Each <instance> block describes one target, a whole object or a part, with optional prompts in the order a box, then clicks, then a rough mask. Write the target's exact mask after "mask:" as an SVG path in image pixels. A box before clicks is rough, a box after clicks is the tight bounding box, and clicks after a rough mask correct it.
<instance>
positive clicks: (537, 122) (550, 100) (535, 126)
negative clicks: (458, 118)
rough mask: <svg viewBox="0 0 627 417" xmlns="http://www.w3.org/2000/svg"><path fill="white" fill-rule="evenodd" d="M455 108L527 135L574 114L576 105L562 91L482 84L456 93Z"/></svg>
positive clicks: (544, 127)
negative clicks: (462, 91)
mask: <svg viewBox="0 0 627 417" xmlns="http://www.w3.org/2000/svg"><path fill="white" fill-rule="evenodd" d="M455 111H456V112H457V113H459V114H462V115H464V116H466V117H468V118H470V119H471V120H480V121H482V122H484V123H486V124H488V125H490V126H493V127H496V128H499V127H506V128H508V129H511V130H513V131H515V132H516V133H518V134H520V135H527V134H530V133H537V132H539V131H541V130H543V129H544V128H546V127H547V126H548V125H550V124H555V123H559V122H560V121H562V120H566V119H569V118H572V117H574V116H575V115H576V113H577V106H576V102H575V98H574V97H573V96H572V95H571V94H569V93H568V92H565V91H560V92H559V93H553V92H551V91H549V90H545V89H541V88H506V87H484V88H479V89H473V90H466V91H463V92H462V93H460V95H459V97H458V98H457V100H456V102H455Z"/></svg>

▶ Your goal
Could you give every item above again, line for line, with nothing changed?

▶ Finished exercise
Each <instance> block describes one target, a whole object or a part, with optional prompts in the order a box, then clicks, then a rough mask. Write the target's exact mask after "mask:" as an SVG path in image pixels. A box before clicks is rough, a box after clicks is the tight bounding box, and clicks after a rough mask correct it.
<instance>
positive clicks: (537, 122) (550, 100) (535, 126)
negative clicks: (458, 118)
rough mask: <svg viewBox="0 0 627 417" xmlns="http://www.w3.org/2000/svg"><path fill="white" fill-rule="evenodd" d="M455 108L527 135L574 114L576 105L562 91L482 84L456 93Z"/></svg>
positive clicks: (544, 127)
negative clicks: (462, 91)
mask: <svg viewBox="0 0 627 417" xmlns="http://www.w3.org/2000/svg"><path fill="white" fill-rule="evenodd" d="M455 111H456V112H457V113H459V114H462V115H464V116H466V117H468V118H470V119H471V120H480V121H482V122H484V123H486V124H488V125H490V126H493V127H496V128H499V127H506V128H508V129H511V130H513V131H515V132H516V133H518V134H520V135H527V134H530V133H537V132H539V131H541V130H543V129H544V128H546V127H547V126H548V125H550V124H555V123H559V122H560V121H562V120H566V119H569V118H572V117H574V116H575V115H576V113H577V106H576V102H575V98H574V97H573V96H572V95H571V94H569V93H568V92H565V91H560V92H559V93H553V92H551V91H549V90H545V89H541V88H506V87H484V88H479V89H473V90H466V91H463V92H462V93H460V95H459V97H458V98H457V100H456V102H455Z"/></svg>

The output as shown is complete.